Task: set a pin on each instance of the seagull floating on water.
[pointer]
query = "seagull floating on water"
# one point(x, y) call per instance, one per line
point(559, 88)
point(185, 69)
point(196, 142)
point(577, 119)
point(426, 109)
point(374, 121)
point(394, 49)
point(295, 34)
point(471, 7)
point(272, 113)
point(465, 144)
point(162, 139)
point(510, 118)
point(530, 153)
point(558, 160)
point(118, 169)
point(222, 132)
****************
▶ **WHAT YOU SHOULD DO**
Reproduce every row above verbatim, keeping each line in its original order.

▶ **RESULT**
Task: set a pin on each instance of the seagull floating on water.
[pointer]
query = "seagull floating on water"
# one point(x, y) call per instance, one per line
point(559, 88)
point(185, 69)
point(196, 142)
point(577, 119)
point(426, 109)
point(374, 121)
point(394, 49)
point(295, 34)
point(471, 7)
point(272, 113)
point(465, 144)
point(162, 139)
point(510, 118)
point(530, 153)
point(558, 160)
point(118, 169)
point(222, 132)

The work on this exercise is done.